§ Exercise prompt:
Reproduce the records from their beginning through the line that contains "point(476, 347)", requests included, and shift every point coordinate in the answers by -4. Leave the rest of those lines unchanged, and include nothing past that line.
begin
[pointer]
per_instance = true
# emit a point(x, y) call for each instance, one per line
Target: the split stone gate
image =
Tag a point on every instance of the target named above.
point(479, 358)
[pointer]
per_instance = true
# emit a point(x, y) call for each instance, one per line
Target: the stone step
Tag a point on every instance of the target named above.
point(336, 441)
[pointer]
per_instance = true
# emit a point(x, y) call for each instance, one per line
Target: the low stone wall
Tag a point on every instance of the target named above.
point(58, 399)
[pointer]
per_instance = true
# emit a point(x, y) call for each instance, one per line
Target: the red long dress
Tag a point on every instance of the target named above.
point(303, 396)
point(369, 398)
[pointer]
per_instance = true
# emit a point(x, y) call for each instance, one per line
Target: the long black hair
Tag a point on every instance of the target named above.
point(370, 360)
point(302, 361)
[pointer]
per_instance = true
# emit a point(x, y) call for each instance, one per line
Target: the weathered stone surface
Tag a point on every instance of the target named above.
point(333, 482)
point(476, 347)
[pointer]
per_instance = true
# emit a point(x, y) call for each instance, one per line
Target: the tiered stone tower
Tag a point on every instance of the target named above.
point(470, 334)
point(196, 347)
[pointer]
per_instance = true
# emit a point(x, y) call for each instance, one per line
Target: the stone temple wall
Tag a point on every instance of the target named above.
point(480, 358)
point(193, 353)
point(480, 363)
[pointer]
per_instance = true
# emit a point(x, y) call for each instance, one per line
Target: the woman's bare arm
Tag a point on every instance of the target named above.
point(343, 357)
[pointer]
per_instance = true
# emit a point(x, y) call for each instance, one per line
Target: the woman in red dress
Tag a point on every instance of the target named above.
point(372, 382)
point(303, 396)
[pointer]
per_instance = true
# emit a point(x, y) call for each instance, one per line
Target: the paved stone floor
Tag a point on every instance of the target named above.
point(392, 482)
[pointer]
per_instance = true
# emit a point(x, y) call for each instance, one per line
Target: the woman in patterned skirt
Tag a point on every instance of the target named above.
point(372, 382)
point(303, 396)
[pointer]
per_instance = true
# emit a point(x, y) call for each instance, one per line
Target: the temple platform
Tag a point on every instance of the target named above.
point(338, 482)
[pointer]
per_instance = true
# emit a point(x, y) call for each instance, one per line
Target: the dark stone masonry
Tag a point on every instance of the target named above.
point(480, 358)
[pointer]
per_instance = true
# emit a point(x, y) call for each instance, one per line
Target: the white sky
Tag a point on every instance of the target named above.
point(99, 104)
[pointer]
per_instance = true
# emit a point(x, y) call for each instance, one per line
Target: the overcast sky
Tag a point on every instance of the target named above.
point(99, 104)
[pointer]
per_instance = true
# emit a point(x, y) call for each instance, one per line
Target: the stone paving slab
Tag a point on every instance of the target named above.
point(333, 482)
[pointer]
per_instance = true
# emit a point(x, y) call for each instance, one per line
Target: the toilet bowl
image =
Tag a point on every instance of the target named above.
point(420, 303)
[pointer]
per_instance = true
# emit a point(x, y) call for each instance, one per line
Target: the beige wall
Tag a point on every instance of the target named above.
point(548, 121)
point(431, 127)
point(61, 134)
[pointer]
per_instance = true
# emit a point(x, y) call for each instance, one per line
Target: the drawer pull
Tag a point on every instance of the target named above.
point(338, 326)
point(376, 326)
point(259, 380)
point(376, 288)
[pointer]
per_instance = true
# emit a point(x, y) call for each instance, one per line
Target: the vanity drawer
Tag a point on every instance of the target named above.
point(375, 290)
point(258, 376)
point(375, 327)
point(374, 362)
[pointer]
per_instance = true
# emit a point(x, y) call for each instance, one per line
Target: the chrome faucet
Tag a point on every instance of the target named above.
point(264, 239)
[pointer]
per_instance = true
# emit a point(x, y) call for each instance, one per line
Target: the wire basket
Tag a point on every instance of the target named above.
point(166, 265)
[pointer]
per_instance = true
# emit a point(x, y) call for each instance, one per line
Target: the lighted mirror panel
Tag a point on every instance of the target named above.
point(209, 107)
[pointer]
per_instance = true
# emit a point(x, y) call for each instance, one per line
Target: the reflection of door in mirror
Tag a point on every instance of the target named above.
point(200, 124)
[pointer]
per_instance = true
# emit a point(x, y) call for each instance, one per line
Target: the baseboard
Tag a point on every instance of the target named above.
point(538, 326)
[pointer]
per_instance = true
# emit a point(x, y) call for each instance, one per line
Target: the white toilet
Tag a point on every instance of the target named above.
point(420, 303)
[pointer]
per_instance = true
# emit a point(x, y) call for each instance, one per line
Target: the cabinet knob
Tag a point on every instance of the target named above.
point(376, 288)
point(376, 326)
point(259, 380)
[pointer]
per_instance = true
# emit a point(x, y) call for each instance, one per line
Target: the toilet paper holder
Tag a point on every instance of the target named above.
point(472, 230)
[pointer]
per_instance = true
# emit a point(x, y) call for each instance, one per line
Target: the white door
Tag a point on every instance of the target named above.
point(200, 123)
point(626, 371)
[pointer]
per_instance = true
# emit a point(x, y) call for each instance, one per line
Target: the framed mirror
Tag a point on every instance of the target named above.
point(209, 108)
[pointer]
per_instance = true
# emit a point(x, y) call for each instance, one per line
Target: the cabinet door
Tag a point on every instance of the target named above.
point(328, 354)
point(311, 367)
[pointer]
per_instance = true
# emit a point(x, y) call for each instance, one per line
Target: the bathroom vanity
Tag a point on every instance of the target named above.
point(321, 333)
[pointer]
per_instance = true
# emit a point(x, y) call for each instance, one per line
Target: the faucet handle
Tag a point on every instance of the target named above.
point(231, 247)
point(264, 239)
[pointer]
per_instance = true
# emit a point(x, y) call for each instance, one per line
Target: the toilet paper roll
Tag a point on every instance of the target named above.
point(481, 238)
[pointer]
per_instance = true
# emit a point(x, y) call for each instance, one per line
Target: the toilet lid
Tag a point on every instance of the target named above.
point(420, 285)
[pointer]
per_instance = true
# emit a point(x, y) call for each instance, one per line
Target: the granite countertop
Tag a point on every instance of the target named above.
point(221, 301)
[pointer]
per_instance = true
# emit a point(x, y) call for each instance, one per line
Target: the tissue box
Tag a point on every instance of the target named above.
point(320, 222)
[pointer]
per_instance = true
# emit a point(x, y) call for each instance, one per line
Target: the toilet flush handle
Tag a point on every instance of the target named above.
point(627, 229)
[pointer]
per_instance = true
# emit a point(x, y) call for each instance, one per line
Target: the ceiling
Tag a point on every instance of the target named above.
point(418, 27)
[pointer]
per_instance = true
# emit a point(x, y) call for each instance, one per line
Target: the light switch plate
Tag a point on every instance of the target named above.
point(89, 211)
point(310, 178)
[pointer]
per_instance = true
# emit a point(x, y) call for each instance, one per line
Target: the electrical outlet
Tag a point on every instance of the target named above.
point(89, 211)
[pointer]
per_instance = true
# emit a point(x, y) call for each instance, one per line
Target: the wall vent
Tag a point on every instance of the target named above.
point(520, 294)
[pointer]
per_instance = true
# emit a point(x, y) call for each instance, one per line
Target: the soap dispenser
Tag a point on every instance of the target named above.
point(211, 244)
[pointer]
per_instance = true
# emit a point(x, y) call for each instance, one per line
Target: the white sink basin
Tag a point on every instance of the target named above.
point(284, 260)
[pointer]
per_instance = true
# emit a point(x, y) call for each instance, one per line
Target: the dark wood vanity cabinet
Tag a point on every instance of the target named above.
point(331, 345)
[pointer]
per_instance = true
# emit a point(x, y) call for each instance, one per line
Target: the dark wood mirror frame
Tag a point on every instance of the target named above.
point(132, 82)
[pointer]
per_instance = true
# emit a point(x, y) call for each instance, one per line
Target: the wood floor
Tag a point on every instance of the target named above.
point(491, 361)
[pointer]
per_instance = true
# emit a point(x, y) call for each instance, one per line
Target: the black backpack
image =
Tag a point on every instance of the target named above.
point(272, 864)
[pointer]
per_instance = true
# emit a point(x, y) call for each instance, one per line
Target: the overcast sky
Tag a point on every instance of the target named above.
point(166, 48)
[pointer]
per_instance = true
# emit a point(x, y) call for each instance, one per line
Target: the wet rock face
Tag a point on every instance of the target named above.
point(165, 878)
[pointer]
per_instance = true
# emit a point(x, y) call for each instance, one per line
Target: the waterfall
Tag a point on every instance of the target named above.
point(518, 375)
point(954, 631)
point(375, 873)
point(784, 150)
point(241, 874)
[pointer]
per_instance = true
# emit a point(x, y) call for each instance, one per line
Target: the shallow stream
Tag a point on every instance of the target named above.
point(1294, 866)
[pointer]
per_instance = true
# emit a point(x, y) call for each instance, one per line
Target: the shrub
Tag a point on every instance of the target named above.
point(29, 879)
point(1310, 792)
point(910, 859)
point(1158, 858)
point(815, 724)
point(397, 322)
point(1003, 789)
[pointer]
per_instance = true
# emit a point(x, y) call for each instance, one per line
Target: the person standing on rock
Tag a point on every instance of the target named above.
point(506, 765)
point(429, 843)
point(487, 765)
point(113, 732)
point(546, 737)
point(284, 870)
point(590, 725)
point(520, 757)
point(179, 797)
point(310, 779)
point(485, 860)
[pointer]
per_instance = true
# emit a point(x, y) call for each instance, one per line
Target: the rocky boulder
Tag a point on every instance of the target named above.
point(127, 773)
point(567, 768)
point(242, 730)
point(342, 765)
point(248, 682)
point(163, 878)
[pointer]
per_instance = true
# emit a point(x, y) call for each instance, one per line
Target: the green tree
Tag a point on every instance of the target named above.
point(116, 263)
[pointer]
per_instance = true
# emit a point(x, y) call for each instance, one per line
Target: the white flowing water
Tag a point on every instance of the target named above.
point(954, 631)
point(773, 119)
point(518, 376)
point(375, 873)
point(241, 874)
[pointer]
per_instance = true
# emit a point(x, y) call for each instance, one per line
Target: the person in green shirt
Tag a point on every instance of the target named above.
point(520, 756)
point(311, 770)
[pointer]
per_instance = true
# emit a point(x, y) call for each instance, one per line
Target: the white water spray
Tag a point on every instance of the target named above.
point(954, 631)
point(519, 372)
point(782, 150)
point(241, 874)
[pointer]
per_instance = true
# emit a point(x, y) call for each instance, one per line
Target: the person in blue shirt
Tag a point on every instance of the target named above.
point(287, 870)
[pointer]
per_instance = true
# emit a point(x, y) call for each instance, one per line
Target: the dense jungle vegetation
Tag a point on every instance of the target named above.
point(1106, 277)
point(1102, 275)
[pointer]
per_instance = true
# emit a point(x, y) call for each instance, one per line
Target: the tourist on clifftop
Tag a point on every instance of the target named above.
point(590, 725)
end
§ Complete response:
[pointer]
per_instance = true
# emit a point(x, y) call for each instance, one per line
Target: the split stone gate
image =
Tag a point on every instance of the target named above.
point(475, 354)
[pointer]
per_instance = true
# emit a point(x, y) call for each instance, one per line
Target: the stone step
Tag a point on every instance of the target named above.
point(332, 437)
[pointer]
per_instance = true
# emit a point(x, y) call for each instance, one per line
Target: the low stone wall
Tag a point on every instance of the target named above.
point(54, 395)
[pointer]
per_instance = true
# emit a point(x, y) call for each instance, one per line
Target: the red long dress
Tag a point on every instance of the target named above.
point(299, 392)
point(365, 394)
[pointer]
per_instance = true
# emit a point(x, y) call for each instance, one per line
Target: the long black hair
Tag a point on every instance of the target named above.
point(366, 356)
point(298, 357)
[pointer]
per_instance = true
# emit a point(x, y) call for each instance, one per line
Target: the weathered stone surface
Tag a point on every instance of the target named above.
point(329, 478)
point(472, 343)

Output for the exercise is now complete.